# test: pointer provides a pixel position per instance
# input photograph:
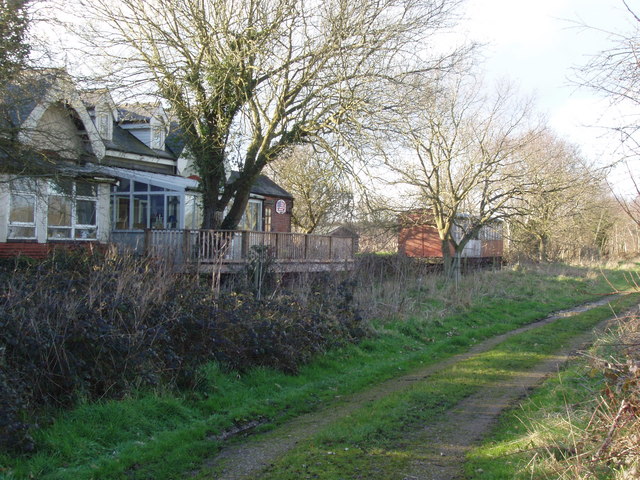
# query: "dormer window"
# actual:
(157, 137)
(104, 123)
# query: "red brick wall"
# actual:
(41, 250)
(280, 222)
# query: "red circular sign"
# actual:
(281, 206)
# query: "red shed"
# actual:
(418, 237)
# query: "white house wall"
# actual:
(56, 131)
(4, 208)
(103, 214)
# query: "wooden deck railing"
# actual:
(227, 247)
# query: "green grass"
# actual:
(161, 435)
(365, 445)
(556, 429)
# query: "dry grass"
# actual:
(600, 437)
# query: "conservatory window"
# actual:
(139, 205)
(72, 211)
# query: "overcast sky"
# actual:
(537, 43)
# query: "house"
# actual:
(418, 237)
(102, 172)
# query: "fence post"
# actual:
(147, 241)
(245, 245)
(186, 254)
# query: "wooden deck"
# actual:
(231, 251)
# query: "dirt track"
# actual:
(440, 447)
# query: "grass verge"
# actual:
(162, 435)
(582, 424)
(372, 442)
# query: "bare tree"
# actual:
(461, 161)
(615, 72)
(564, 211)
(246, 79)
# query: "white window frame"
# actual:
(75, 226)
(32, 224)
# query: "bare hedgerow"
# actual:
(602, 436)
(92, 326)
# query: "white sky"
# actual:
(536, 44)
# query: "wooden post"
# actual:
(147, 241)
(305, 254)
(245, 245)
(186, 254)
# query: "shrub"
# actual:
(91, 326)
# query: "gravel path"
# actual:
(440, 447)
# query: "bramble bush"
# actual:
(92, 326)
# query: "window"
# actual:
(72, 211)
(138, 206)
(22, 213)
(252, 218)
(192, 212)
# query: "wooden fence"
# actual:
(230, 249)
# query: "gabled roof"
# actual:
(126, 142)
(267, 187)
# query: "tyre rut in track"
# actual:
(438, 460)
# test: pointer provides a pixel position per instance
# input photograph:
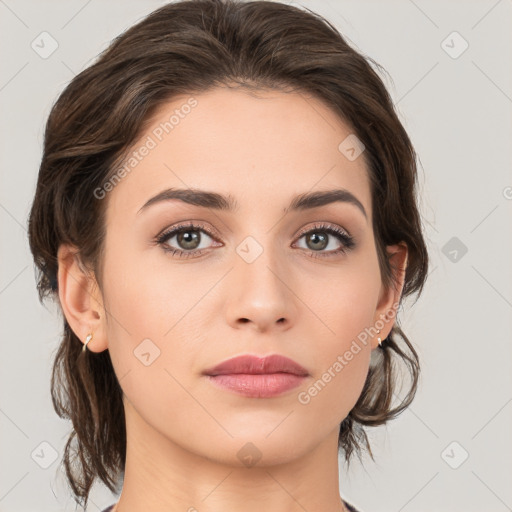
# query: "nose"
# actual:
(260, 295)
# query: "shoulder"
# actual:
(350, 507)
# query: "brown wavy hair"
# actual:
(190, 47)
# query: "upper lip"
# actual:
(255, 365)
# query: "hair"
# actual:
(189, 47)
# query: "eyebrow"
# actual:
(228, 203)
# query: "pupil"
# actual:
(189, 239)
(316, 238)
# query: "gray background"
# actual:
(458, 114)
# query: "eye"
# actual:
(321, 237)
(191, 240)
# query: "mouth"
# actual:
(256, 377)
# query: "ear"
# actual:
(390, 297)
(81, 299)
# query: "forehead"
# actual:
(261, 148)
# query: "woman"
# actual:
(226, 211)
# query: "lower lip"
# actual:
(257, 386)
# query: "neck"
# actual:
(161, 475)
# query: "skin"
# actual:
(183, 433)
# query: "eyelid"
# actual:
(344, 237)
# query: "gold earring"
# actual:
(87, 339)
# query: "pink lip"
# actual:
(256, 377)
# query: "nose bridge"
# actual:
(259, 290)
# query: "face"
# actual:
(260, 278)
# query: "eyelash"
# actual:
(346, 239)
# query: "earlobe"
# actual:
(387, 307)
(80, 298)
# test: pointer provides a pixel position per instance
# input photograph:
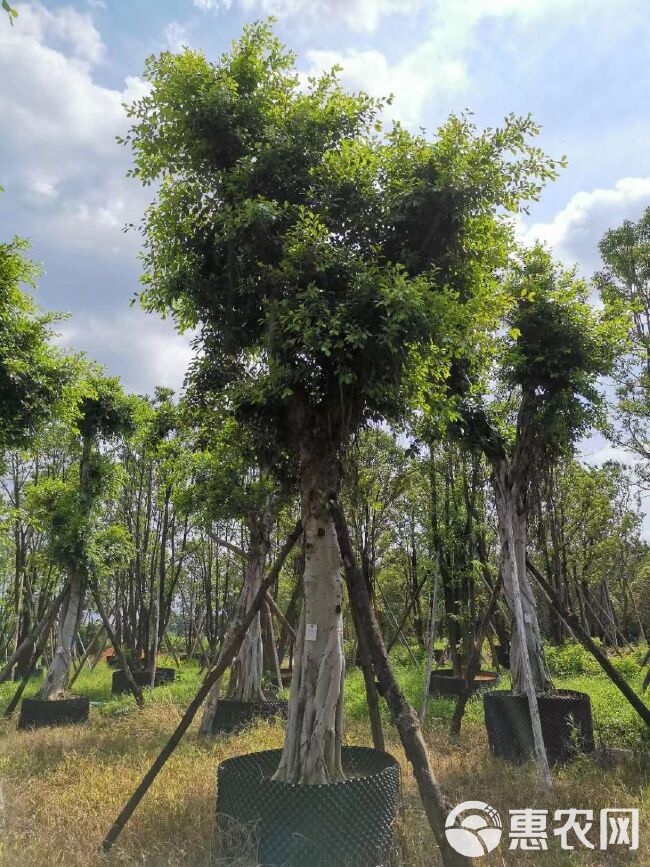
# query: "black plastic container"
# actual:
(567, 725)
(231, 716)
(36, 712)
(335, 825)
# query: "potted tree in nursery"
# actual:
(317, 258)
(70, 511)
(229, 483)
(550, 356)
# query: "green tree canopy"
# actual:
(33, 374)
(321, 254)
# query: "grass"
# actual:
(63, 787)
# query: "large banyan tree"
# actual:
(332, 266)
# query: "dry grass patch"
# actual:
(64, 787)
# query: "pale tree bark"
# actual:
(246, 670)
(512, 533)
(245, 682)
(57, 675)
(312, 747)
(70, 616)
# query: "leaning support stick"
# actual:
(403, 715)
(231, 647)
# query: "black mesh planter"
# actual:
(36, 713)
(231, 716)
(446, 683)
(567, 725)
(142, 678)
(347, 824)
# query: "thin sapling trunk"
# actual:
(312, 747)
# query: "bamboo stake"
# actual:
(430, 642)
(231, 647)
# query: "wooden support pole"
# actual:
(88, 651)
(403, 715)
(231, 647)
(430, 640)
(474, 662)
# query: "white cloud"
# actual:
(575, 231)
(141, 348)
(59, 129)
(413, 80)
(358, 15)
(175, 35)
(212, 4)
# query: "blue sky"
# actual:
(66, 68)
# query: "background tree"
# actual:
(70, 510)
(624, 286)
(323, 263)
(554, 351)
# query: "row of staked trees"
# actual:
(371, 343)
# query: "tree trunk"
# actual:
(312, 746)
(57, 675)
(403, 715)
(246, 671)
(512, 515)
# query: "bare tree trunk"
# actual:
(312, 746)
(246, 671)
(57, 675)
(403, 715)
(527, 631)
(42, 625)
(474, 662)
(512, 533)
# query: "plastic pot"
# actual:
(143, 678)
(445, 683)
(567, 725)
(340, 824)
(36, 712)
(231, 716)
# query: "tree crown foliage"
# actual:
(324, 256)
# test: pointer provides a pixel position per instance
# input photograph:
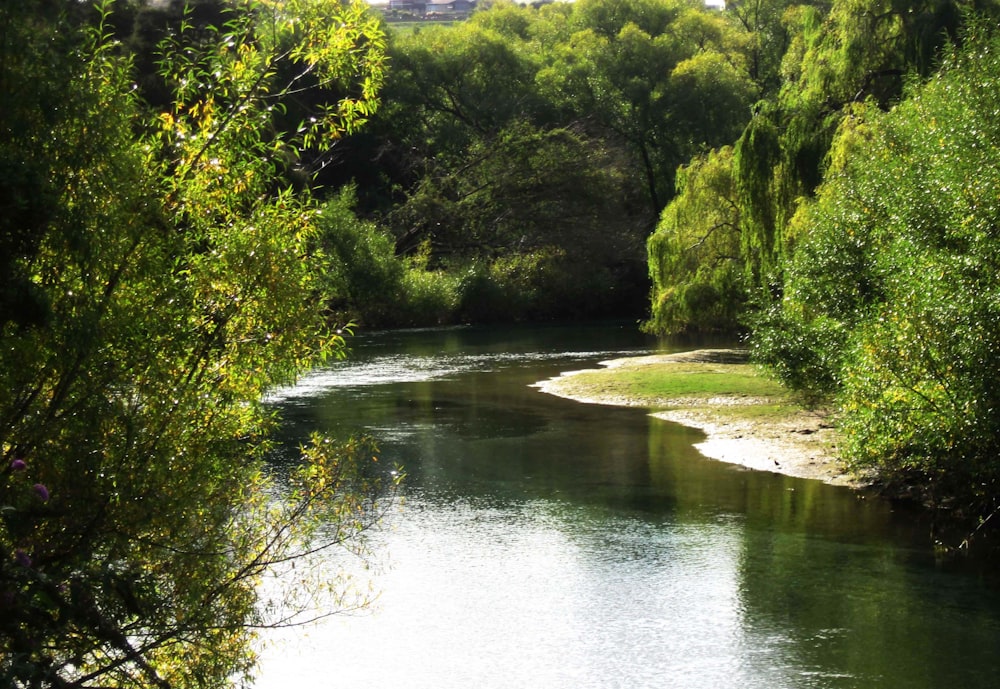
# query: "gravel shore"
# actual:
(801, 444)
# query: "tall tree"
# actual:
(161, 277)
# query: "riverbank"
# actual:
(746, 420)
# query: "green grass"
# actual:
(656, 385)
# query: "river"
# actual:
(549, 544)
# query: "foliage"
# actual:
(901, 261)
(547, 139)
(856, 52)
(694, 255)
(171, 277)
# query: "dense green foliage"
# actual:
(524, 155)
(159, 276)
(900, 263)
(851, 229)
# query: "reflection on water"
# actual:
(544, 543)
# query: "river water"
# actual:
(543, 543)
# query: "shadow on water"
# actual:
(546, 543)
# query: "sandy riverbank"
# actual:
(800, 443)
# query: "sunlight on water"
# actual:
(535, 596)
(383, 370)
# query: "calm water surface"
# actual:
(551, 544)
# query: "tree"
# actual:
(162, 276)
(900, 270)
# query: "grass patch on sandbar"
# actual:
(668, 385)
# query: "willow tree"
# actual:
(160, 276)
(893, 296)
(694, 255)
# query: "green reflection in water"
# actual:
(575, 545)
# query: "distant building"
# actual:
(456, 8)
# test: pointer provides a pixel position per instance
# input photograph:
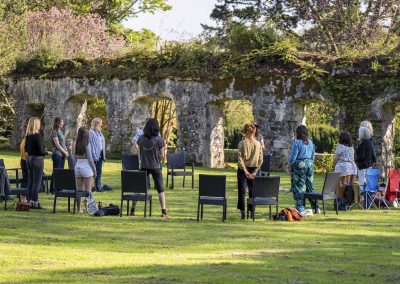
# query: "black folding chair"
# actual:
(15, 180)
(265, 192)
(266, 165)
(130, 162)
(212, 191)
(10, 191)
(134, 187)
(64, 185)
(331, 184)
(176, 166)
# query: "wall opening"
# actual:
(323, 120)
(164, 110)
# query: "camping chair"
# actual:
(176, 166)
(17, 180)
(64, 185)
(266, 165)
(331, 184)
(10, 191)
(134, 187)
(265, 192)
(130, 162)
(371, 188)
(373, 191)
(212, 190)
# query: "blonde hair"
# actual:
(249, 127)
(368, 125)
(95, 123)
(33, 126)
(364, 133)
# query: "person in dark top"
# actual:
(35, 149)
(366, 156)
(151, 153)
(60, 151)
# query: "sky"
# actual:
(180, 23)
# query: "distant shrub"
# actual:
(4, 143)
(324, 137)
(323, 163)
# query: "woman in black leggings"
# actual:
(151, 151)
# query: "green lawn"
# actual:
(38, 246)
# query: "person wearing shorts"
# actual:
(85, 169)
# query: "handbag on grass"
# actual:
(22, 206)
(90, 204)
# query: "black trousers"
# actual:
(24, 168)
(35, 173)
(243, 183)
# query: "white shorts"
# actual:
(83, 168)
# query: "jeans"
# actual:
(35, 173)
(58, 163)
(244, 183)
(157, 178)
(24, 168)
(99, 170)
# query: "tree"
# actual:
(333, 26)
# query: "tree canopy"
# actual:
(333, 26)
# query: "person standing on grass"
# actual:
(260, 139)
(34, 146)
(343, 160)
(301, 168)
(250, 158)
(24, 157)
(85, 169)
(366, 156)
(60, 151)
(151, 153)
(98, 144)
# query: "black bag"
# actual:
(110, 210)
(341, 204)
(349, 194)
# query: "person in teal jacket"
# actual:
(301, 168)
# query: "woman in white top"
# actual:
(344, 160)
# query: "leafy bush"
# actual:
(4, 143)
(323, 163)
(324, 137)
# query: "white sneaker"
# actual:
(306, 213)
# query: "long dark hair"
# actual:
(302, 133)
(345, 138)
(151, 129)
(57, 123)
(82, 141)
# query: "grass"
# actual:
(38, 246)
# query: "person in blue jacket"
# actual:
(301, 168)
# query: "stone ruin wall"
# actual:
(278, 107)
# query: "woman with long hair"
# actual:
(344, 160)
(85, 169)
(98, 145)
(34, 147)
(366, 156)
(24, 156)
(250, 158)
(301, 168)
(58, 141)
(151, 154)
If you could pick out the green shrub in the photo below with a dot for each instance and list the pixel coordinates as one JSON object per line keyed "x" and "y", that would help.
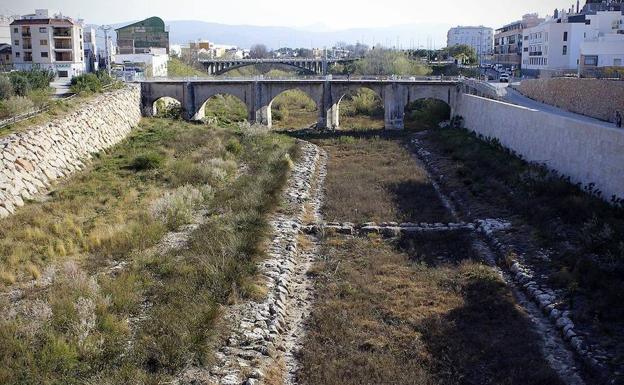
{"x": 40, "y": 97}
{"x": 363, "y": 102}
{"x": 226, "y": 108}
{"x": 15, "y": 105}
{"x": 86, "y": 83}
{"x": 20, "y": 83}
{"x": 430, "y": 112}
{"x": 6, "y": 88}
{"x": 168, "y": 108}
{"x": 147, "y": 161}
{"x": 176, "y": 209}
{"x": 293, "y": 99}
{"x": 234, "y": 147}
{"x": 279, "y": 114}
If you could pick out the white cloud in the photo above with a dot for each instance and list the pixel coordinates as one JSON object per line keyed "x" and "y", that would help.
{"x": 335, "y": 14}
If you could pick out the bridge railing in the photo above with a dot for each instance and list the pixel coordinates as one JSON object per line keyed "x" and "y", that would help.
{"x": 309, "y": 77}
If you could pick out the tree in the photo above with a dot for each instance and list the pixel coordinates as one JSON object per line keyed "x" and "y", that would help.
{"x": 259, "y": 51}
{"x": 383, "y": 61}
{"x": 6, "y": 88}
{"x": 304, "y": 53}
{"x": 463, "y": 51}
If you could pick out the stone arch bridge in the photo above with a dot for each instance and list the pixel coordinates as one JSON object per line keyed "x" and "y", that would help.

------------------------------

• Work instruction: Search the data for "canopy". Copy every matching line.

• Task response:
# query: "green tree canopy"
# query: "tree canopy"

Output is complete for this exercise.